→ **READING TEXT**
-----
By John Salak –
It is bad enough that it may become increasingly dangerous to plunge into the water for a swim—and this has nothing to do with sharks, killer whales or Portuguese Man of Wars. There are, of course, growing reports of people getting whacked by flesh-eating bacteria after going for a relaxing dip in a warm ocean beach or lake.
Now, however, reports have surfaced that this type of bacteria can creep up on the unsuspecting for all sorts of other reasons, many of which are hard to track.
Take the case of a Scottish mom who happens to live in The Netherlands. Tracy de Jongh Eglin reports she now feels “lucky to be alive” after a year-long battle with a rare flesh-eating disease that left her with a peach-sized hole in her butt and the prospects of long-term physiotherapy, psychotherapy, speech therapy and occupational therapy to deal with the trauma.
What’s perhaps more troubling is that she and her family just thought she was suffering from the bad flu last January when soon afterward Eglin went into septic shock, collapsed and was rushed into a hospital where she was eventually diagnosed with necrotizing fasciitis, which occurs when bacteria such as Vibrio takes on a life-threatening infection and starts dissolving flesh.
Eglin’s immediate case involved her spending nine days in a coma, undergoing three surgeries to remove the infected tissue and muscle and having her family reportedly told there was only a 10 percent chance of survival.
Ultimately, she did survive. But now almost a year out, nothing is the same for her.
-----
→ **WHAT IS NEEDED**
According to the article on flesh-eating bacteria, what chance of survival was Eglin's family reportedly given?
-----
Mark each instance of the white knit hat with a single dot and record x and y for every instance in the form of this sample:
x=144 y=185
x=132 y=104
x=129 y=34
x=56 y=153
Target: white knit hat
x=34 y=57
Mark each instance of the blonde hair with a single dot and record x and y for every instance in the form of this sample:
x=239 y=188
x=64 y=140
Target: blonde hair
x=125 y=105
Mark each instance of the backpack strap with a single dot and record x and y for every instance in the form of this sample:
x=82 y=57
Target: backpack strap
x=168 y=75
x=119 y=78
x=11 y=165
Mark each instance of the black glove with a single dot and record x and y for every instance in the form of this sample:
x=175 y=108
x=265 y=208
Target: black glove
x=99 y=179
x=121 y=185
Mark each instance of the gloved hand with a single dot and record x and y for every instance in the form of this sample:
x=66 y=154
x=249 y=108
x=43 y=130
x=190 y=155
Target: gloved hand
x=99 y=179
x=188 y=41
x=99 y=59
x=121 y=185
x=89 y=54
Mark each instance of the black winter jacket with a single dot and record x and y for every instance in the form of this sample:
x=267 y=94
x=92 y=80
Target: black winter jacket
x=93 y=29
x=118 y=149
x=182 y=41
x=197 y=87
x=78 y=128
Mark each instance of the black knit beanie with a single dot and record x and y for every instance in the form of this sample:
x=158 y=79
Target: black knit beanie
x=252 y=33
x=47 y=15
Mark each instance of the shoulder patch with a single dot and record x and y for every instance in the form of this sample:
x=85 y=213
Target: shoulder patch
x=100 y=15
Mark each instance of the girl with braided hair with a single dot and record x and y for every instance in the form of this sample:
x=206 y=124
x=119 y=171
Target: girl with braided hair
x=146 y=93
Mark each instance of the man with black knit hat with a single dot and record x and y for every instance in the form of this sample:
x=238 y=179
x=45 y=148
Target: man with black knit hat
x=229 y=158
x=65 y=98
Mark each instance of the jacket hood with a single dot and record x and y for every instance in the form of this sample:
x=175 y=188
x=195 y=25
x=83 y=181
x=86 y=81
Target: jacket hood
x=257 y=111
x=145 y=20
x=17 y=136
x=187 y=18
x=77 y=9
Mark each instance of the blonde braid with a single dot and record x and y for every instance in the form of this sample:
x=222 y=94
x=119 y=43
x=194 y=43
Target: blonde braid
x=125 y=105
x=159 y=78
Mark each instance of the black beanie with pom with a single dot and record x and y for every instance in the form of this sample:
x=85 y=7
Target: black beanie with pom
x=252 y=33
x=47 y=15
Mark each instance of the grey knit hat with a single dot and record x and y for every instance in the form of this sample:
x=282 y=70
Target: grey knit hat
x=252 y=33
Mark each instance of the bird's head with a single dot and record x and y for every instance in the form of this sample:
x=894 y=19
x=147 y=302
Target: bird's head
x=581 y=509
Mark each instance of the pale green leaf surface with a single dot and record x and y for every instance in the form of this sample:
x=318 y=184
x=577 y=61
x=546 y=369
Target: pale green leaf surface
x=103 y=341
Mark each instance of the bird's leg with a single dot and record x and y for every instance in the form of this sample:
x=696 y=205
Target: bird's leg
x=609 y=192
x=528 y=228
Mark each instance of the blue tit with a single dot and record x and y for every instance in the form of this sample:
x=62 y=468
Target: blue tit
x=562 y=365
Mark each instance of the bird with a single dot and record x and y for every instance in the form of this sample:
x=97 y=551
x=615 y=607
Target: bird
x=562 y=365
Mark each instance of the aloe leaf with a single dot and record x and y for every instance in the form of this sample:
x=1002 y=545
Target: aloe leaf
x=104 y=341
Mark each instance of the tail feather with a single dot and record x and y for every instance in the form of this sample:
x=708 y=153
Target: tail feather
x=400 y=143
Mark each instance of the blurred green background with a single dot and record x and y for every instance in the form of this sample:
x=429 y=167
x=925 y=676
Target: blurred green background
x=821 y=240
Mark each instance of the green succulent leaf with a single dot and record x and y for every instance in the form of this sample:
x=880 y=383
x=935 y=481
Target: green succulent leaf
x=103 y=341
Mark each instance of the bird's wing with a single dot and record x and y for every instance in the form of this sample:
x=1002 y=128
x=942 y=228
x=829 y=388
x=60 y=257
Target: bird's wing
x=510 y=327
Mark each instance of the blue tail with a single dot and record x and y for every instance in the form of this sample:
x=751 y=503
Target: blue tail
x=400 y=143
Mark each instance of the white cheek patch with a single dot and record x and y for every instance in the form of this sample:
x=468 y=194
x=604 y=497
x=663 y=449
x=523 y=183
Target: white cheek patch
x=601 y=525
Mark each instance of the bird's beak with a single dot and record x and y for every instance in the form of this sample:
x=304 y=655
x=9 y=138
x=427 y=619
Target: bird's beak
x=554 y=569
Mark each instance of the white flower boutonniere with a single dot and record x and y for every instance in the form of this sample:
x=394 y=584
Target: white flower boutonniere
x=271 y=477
-----
→ **RESULT OF THE TASK**
A 10 percent chance.